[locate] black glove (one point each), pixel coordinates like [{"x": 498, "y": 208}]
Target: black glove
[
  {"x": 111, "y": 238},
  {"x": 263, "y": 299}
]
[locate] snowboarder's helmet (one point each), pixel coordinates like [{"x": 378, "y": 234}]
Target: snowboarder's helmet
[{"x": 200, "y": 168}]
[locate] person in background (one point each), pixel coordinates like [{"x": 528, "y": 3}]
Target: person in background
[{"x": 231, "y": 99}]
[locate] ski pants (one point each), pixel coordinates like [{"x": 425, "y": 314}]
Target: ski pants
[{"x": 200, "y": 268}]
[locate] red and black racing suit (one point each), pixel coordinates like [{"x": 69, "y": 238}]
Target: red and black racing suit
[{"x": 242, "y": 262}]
::::::::
What the task asks
Every line from the one that holds "Target: ski pants" to the end of the data above should be given again exactly, with that line and the last one both kept.

Response below
Target: ski pants
[{"x": 200, "y": 268}]
[locate] red and black racing suit (one point each), pixel coordinates like [{"x": 69, "y": 238}]
Target: red and black racing suit
[{"x": 242, "y": 262}]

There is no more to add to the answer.